══ Extrait fourni ══
Réalisateurs : Koji Morimoto, Tensai Okamura et Katsuhiro Ôtomo
Acteurs : -
Distributeur : Eurozoom
Budget : -
Genre : Animation, Science fiction.
Nationalité : Japonais.
Durée : 2h45min.
Date de sortie : 15 avril 1997
Date de ressortie : 24 août 2022
Synopsis :
Avec Memories, Katsuhiro Otomo achève sa transition du manga vers l'animation, déjà largement entamée quelques années auparavant, en 1987 avec Akira. Grâce à la complicité de deux autres monstres sacrés de l'animation japonaise, Koji Morimoto et Tensai Okamura, il nous livre un triptyque surréaliste, forcément mâtiné d'une couche de science-fiction. Sous la direction magistrale de ces trois immenses talents, les studios MadHouse et 4°C donnent vie à trois histoires tirées du manga du même nom, lui aussi écrit et dessiné par Katsuhiro Otomo. Les plans fusent, plus fous les uns que les autres, dans un déploiement de maîtrise technique et stylistique qui ont marqué l'histoire de l'animation contemporaine.
═══
══ Données fournies ══
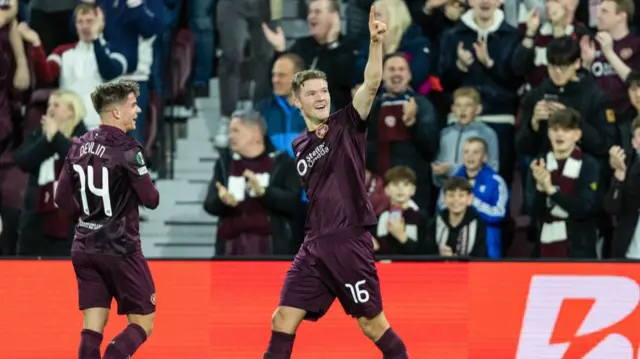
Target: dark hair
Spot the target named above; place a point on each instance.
(481, 141)
(567, 118)
(633, 79)
(457, 184)
(563, 51)
(112, 92)
(399, 174)
(296, 60)
(301, 77)
(84, 8)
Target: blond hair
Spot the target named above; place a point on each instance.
(76, 105)
(399, 21)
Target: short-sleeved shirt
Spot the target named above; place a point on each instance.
(102, 165)
(331, 165)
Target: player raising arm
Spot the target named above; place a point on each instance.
(336, 259)
(104, 180)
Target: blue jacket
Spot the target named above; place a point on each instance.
(284, 122)
(416, 48)
(125, 22)
(490, 198)
(497, 86)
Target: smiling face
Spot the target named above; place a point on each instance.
(313, 99)
(396, 75)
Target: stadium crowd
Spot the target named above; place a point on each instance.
(500, 130)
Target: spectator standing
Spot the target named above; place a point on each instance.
(284, 121)
(402, 128)
(567, 180)
(49, 18)
(402, 37)
(530, 58)
(255, 193)
(78, 66)
(240, 21)
(490, 192)
(46, 230)
(477, 53)
(457, 231)
(466, 107)
(611, 57)
(325, 49)
(402, 225)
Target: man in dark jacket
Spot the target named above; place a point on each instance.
(402, 129)
(254, 191)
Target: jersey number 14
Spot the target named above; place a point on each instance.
(103, 192)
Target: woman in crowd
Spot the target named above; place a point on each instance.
(402, 36)
(44, 229)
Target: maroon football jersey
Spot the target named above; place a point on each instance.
(331, 164)
(628, 49)
(105, 179)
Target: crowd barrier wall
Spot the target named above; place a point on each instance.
(444, 310)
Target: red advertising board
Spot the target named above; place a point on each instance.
(441, 310)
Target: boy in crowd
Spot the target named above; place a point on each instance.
(566, 201)
(466, 107)
(490, 192)
(457, 230)
(401, 227)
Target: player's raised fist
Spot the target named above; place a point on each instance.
(376, 28)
═══
→ **Consignes de travail**:
A: Recopiez, dans la fiche du film Memories, le passage allant de « Nationalité : Japonais. » jusqu'à « de l'animation contemporaine. ».
B: Réécrivez les lignes des données, de celle qui contient « Target: crowd barrier wall » jusqu'à la dernière, en remplaçant « place a point » par « put a dot » sans rien modifier d'autre.
La fiche du film Memories et les lignes n'ont aucun rapport entre elles.

→ **Réponses attendues**:
A:
Nationalité : Japonais.
Durée : 2h45min.
Date de sortie : 15 avril 1997
Date de ressortie : 24 août 2022
Synopsis :
Avec Memories, Katsuhiro Otomo achève sa transition du manga vers l'animation, déjà largement entamée quelques années auparavant, en 1987 avec Akira. Grâce à la complicité de deux autres monstres sacrés de l'animation japonaise, Koji Morimoto et Tensai Okamura, il nous livre un triptyque surréaliste, forcément mâtiné d'une couche de science-fiction. Sous la direction magistrale de ces trois immenses talents, les studios MadHouse et 4°C donnent vie à trois histoires tirées du manga du même nom, lui aussi écrit et dessiné par Katsuhiro Otomo. Les plans fusent, plus fous les uns que les autres, dans un déploiement de maîtrise technique et stylistique qui ont marqué l'histoire de l'animation contemporaine.

B:
Target: crowd barrier wall
Spot the target named above; put a dot on each instance.
(444, 310)
Target: red advertising board
Spot the target named above; put a dot on each instance.
(441, 310)
Target: boy in crowd
Spot the target named above; put a dot on each instance.
(566, 201)
(466, 107)
(490, 192)
(457, 230)
(401, 227)
Target: player's raised fist
Spot the target named above; put a dot on each instance.
(376, 28)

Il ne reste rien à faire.